• **所给文本**
◆ ◆ ◆ ◆ ◆ ◆ ◆
Codeforces Round #266 (Div. 2) Problem E Solution

题目大意：

自己去看。。。

Solution:

直接离线进行处理，首先构建出完整的树，处理出dfs序。对于每个询问，事实上是问一个点是否在一条路径上，究竟是哪条路径可以利用并查集维护。

那么我们就需要知道一个点u是否是另一个点v的祖先。

事实上，这等价于：in[u]<=in[v]&&out[u]>=out[v].

于是总的时间复杂度为O(n\alpha(n)).

Code:

#include <cstdio>
#include <cstring>
#include <iostream>
#include <algorithm>
#include <cctype>
using namespace std;

inline int getc() {
	static const int L = 1 << 15;
	static char buf[L], *S = buf, *T = buf;
	if (S == T) {
		T = (S = buf) + fread(buf, 1, L, stdin);
		if (S == T)
			return EOF;
	}
	return *S++;
}
inline int getint() {
	int c;
	while(!isdigit(c = getc()));
	int tmp = c - '0';
	while(isdigit(c = getc()))
		tmp = (tmp << 1) + (tmp << 3) + c - '0';
	return tmp;
}

#define N 100010
int head[N], next[N], end[N];
void addedge(int a, int b) {
	static int q = 1;
	end[q] = b;
	next[q] = head[a];
	head[a] = q++;
}

int root[N], size[N];
int find(int x) {
	return x == root[x] ? x : root[x] = find(root[x]);
}

int down[N], up[N];

struct Ask {
	int ins, lab;
	Ask(int _ins = 0, int _lab = 0):ins(_ins),lab(_lab){}
}S[N];
int num;

int in[N], out[N], tclock;
bool vis[N];
void dfs(int x) {
	vis[x] = 1;
	in[x] = ++tclock;
	for(int j = head[x]; j; j = next[j])
		dfs(end[j]);
	out[x] = tclock;
}

inline bool inanc(int Son, int Anc) {
	return in[Anc] <= in[Son] && out[Anc] >= out[Son];
}

int main() {
	int n, m;
	n = getint();
	m = getint();
	register int i;
	
	for(i = 1; i <= n; ++i)
◆ ◆ ◆ ◆ ◆ ◆ ◆
• **数据摘录**
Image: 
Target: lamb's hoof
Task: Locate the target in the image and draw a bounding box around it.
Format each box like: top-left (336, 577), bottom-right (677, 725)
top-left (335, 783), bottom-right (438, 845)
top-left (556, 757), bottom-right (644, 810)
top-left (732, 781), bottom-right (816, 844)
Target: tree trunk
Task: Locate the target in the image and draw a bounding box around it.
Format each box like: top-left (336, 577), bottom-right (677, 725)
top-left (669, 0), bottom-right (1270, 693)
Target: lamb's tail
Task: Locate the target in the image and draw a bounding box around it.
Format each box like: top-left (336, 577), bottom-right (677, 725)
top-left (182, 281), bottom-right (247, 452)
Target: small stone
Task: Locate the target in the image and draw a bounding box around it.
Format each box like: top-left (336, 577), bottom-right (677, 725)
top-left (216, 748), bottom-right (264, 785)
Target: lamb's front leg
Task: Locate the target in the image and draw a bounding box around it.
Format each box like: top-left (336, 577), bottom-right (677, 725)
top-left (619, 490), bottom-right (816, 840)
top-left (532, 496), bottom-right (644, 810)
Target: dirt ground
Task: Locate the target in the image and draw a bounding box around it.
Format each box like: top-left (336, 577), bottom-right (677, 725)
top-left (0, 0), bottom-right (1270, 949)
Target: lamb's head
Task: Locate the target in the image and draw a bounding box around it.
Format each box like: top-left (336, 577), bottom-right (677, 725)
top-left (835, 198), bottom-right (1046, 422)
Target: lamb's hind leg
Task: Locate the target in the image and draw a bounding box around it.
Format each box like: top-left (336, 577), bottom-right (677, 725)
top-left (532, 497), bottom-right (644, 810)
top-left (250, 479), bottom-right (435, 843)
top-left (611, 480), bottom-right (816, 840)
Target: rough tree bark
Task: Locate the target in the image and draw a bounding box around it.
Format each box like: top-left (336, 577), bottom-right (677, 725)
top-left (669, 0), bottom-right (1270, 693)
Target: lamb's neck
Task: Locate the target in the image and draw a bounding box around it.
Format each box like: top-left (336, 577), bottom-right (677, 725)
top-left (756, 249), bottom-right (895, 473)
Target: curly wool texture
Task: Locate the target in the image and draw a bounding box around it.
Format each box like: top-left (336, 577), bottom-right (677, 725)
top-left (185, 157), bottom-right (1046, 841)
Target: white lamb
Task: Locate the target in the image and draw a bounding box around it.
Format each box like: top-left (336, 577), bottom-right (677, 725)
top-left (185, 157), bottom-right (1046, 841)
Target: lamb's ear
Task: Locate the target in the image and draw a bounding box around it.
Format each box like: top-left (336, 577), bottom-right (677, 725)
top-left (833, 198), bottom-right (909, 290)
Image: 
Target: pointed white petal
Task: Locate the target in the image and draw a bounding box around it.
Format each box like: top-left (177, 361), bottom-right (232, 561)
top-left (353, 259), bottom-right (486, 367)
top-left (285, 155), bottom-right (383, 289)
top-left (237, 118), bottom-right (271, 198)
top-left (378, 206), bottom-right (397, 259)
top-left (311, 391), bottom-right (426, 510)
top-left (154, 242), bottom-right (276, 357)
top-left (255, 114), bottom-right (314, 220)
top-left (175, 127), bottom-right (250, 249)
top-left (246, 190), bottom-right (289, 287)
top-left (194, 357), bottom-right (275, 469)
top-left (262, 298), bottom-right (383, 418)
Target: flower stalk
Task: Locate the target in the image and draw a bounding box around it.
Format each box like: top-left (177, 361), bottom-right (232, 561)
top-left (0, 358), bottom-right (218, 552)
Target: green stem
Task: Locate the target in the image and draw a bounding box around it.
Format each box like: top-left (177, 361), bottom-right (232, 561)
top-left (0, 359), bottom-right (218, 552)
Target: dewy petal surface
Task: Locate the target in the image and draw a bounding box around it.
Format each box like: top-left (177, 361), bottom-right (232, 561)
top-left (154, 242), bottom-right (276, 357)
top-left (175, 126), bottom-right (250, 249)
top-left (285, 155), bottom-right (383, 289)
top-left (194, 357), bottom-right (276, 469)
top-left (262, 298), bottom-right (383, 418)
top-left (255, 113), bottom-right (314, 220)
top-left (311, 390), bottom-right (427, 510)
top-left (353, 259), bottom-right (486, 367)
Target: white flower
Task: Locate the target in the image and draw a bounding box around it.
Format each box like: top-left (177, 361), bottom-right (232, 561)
◆ ◆ ◆ ◆ ◆ ◆ ◆
• **待解问题**
(a) 请抄写这篇题解中的一段原文：从含有“int down[N], up[N];”的地方开始，到“j = next[j])”结束。
(b) 根据这篇题解回答以下问题：
(i) 判断询问中的点在哪条路径上时，用哪种数据结构来维护？
(ii) 点u是点v的祖先，等价于什么条件？
(iii) 代码中宏N被定义为多少？
作答时只依据这篇题解。

• **参考答案**
(a)
int down[N], up[N];

struct Ask {
	int ins, lab;
	Ask(int _ins = 0, int _lab = 0):ins(_ins),lab(_lab){}
}S[N];
int num;

int in[N], out[N], tclock;
bool vis[N];
void dfs(int x) {
	vis[x] = 1;
	in[x] = ++tclock;
	for(int j = head[x]; j; j = next[j])

(b)
(i) 并查集。
(ii) in[u]<=in[v]&&out[u]>=out[v]。
(iii) 100010。